- TEXTE FOURNI -
▼
2- Avez vous participé au casting ?
Il n'y a pas eu de casting classique. À mon avis, ma sélection s'est faite lors de plusieurs discussions informelles autour d'un verre, qui ont en quelque sorte servi de casting. La réalisatrice a abordé à plusieurs reprises le thème du "viol conjugal", et je pense que ma position sur ce sujet a joué un rôle dans le choix du rôle qui m'a été attribué.
3- Des planches au grand écran, on dit souvent qu'il y a un grand pas. Comment arrivez-vous à jouer parfaitement dans ses deux filières ?
Il est vrai qu'il y a un pas entre le théâtre et le cinéma. Ce que l'acteur doit garder à l'esprit, c'est qu'au théâtre, le comédien est obligé de pousser sa voix, son regard, sa gestuelle et sa diction pour le dernier spectateur au fond de la salle. En revanche, au cinéma, le desacord de l’acteur dans une sitation bien jouée peu etre percu “au coin de l’œil” par le le telespectateur. À l'écran, les détails sont bien plus perceptibles. Par exemple, dans une situation de conversation entre des personnes qui sont proches l’une de l’autre, elles doivent adapter le volume et le ton de leur voix pour être justes dans le jeu.
4- Votre personnage dans "Ça SUFFIT !" est assez ambiguë. Vous ne risquez pas de représailles ?
Mon personnage dans "Ça suffit" a une double personnalité : parfois malade mental, parfois mari exubérant sans scrupules, victime de son sombre passé traumatisant.
▲
- EXERCICE ÉCRIT A -
Affichez chaque ligne des entrées où figure le mot "standing".

(Entrées de pointage d'objets étiquetés)
▼
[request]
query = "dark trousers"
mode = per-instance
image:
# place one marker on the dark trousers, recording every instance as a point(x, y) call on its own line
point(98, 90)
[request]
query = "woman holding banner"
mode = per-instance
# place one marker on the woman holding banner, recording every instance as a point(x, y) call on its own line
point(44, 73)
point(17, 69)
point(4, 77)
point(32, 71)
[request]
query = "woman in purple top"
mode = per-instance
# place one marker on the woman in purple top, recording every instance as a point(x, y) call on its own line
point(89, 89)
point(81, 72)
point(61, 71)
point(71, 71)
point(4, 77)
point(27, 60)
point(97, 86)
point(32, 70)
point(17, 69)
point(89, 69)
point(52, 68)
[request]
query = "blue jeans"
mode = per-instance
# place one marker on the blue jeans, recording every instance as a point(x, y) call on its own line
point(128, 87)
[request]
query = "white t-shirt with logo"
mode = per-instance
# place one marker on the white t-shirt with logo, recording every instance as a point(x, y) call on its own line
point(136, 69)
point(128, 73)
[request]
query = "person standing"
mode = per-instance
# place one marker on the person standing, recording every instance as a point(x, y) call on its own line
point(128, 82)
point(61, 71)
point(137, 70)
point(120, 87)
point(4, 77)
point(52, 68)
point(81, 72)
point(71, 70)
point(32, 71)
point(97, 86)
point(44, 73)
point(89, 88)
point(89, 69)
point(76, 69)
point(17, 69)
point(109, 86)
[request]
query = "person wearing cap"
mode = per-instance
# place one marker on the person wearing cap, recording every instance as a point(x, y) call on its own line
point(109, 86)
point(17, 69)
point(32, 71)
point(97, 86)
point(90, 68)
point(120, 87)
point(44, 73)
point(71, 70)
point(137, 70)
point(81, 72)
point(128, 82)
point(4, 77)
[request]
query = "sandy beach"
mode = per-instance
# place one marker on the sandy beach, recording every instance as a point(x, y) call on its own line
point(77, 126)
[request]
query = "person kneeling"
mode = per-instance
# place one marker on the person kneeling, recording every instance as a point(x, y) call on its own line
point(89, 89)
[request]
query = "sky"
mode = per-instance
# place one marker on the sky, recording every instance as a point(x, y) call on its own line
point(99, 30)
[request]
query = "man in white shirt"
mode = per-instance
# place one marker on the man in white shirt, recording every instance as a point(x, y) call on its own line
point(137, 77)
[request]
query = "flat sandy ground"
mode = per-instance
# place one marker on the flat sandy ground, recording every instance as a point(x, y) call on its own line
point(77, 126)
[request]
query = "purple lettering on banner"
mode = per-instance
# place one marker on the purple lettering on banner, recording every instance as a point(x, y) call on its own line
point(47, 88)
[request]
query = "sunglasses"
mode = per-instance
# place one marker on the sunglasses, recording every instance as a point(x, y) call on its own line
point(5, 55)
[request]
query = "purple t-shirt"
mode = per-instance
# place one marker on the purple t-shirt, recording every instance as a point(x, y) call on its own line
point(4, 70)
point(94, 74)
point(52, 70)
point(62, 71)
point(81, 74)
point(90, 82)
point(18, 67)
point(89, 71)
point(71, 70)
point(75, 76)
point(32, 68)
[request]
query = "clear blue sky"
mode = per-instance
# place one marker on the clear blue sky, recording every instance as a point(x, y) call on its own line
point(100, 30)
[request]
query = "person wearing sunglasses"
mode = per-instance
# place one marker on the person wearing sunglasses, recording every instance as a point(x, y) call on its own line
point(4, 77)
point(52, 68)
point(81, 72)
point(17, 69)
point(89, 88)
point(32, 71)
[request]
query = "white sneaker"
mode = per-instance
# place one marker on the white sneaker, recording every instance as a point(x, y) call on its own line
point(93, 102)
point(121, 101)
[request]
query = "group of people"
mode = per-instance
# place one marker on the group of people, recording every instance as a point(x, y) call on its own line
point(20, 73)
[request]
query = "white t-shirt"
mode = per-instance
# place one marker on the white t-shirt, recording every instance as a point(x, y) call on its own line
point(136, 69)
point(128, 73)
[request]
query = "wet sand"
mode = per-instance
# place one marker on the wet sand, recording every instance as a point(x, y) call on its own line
▲
- EXERCICE ÉCRIT B -
Poursuivez l'entretien consacré au film « Ça suffit » à partir de sa dernière phrase.

- RÉPONSE FINALE A -
query = "person standing"
# place one marker on the person standing, recording every instance as a point(x, y) call on its own line

- RÉPONSE FINALE B -
Nous vivons dans un pays de cinéma. Les comédiens doivent s'exercer à jouer des rôles variés, tant positifs que négatifs, car la vie est faite de contrastes. Parfois, on confond bon rôle et meilleure interprétation.
Le personnage jouant le "Bon" rôle (Le "Brave") est généralement aimé du public. Cependant, l'interprète du "Mauvais" rôle (Le "Méchant" ou le "détestable") doit fournir plus d'efforts dans son jeu pour mettre en valeur celui qui incarne le "Bon" rôle.
Pour conclure sur cette question, je pense que le public burkinabè sait faire la différence entre les personnages à l'écran et les véritables personnalités des acteurs.
5- Pour jouer un tel rôle, comment un comédien aguerri doit-il se comporter ?
Pour interpréter un tel rôle, un comédien aguerri doit avant tout comprendre la psychologie du personnage, son caractère, ses objectifs et sa situation. Ensuite, il doit savoir se détacher de sa propre personnalité pour rendre le personnage naturel et authentique. La complicité avec les autres acteurs est essentielle pour une dynamique réussie sur le plateau, et enfin, avec humilité et de facon professionnel, il doit entrer dans la vision créative du réalisateur et du projet.
6- Un habitué des tournages comme vous, qu'est ce qui a fait la différence dans les conditions de tournages de "Ça SUFFIT"?
Sur le plateau de tournage de "Ça suffit", j’ai découvert une véritable famille cinématographique, unie et travaillant dans une ambiance agréable. Des professionnels partageant la même vision, respectant mutuellement leurs rôles, avec une réalisatrice capable de gérer chacun avec compétence.
Ma complicité avec Émilie Dioma m’a particulièrement marqué. C’est une actrice ouverte d’esprit, à l’écoute et très réceptive aux remarques. Cette humilité qu’elle incarne, je suis convaincu, la mènera très loin dans le monde du 7e art.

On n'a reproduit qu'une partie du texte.